Although there’s not much code here, it bears some explanation. The first thing we’re doing is creating a “shadow root” and attaching that shadow root to our component. In this example, we’re using a mode of “open” to create it. Please note that this is a required parameter. Because browser vendors couldn’t agree on what the default should be, closed or open, they’ve passed this issue onto you rather than take a position. It’s easier to explain the difference between these modes after exploring what’s going on in the code first.

Aside from being closed or open, what is the “shadow root”? The basis of the template was the document fragment. A document fragment is an entirely separate DOM tree that isn’t rendered as part of your main page. The “shadow root” is, in fact, a document fragment. This means that the shadow root’s an entirely separate DOM! It’s not the same DOM as the rest of your page.


Figure 5 Viewing the Shadow DOM and associated Shadow Root in Chrome’s dev tools


We can view the shadow root in action in this example by opening Chrome’s dev tools as shown in Figure 5. What you might not expect is that elements have their own shadow root.

Let’s take a peek at a video tag. We don’t have to properly set it up with a video source to see its shadow root and the rest of its Shadow DOM. Drop a <video></video> tag in your HTML. Inspecting it in Chrome using the default settings won’t reveal much. To reveal its Shadow DOM, you’ll need to allow it to show the “user-agent Shadow DOM” as in Figure 6. Chrome reveals any Shadow DOM you create, but hides it by default in the normal browser elements that use it. The <select> tag’s another one that has its own Shadow DOM you can view in this manner.


Figure 6 Viewing the user-agent Shadow DOM/Root for everyday elements


The Shadow Root

As we get into proper terminology like “shadow root,” familiarize yourself with the related terms shown in Figure 7.

  • Shadow Root: The document fragment containing the separate DOM
  • Shadow Tree: The DOM contained by the Shadow Root
  • Shadow Host: The node of your page DOM that parents the Shadow Tree/Root. For our purposes this is your Web Component, though it could easily be used outside of a custom element
  • Shadow Boundary: Imagine this is a line between your Shadow Host and Shadow Tree. If we reach into the Shadow Tree from our component and set text on a button, for example, we could say we’re crossing the “Shadow Boundary”

Figure 7 The Shadow DOM, host, root, and boundary (the dotted line)


Terminology aside, the important takeaway is that we’re dealing with a new DOM inside a document fragment. Unlike a document fragment used by the <template> tag, this fragment is rendered in the browser, yet still maintains its independence.

Once created, we can use the newly created property of our component, shadowRoot, to access any of our element’s properties like innerHTML. This is what we did in our example:

  
 this.shadowRoot.innerHTML = `<div class="inside-component">My Component</div>`
  

With only this change, we’ve now protected our component from accidental intrusions. When we now run the same query selector and try to set the innerHTML, it fails.
☆ ☆ ☆ ☆ ☆ ☆ ☆
• _Short exercise 1_: In the Shadow DOM excerpt, what is the Shadow Tree defined as?

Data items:
☆ ☆ ☆ ☆ ☆ ☆ ☆
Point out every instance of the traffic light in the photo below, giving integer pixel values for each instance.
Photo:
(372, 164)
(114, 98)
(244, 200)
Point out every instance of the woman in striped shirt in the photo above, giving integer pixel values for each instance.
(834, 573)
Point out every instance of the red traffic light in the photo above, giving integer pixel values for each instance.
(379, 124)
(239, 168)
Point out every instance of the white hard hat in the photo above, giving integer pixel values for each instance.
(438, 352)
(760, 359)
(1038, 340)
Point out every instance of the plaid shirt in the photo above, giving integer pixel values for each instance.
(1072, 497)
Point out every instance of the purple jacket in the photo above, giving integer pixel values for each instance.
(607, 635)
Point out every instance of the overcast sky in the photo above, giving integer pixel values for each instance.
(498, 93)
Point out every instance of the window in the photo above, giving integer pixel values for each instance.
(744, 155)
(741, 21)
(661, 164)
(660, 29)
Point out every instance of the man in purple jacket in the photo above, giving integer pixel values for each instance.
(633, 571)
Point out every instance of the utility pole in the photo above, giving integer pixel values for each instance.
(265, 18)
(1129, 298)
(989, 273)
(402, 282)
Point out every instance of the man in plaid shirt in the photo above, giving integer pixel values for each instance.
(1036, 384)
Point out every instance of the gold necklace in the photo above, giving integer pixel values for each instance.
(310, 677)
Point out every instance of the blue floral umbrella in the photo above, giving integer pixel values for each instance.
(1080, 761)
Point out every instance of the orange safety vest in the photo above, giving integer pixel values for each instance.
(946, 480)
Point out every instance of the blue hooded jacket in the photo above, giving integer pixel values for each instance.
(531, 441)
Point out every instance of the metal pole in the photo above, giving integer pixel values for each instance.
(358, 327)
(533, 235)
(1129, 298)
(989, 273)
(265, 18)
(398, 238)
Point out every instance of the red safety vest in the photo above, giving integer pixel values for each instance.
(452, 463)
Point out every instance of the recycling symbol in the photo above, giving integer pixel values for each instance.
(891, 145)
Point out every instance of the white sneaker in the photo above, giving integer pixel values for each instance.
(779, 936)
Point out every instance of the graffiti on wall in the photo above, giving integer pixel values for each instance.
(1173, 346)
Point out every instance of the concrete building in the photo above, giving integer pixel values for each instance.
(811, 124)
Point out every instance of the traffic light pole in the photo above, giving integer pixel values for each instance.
☆ ☆ ☆ ☆ ☆ ☆ ☆
• _Short exercise 2_: Copy the records word for word, from their first line through the line that contains "(1080, 761)".

• _Complete answer 1_: The DOM contained by the Shadow Root.

• _Complete answer 2_:
Point out every instance of the traffic light in the photo below, giving integer pixel values for each instance.
Photo:
(372, 164)
(114, 98)
(244, 200)
Point out every instance of the woman in striped shirt in the photo above, giving integer pixel values for each instance.
(834, 573)
Point out every instance of the red traffic light in the photo above, giving integer pixel values for each instance.
(379, 124)
(239, 168)
Point out every instance of the white hard hat in the photo above, giving integer pixel values for each instance.
(438, 352)
(760, 359)
(1038, 340)
Point out every instance of the plaid shirt in the photo above, giving integer pixel values for each instance.
(1072, 497)
Point out every instance of the purple jacket in the photo above, giving integer pixel values for each instance.
(607, 635)
Point out every instance of the overcast sky in the photo above, giving integer pixel values for each instance.
(498, 93)
Point out every instance of the window in the photo above, giving integer pixel values for each instance.
(744, 155)
(741, 21)
(661, 164)
(660, 29)
Point out every instance of the man in purple jacket in the photo above, giving integer pixel values for each instance.
(633, 571)
Point out every instance of the utility pole in the photo above, giving integer pixel values for each instance.
(265, 18)
(1129, 298)
(989, 273)
(402, 282)
Point out every instance of the man in plaid shirt in the photo above, giving integer pixel values for each instance.
(1036, 384)
Point out every instance of the gold necklace in the photo above, giving integer pixel values for each instance.
(310, 677)
Point out every instance of the blue floral umbrella in the photo above, giving integer pixel values for each instance.
(1080, 761)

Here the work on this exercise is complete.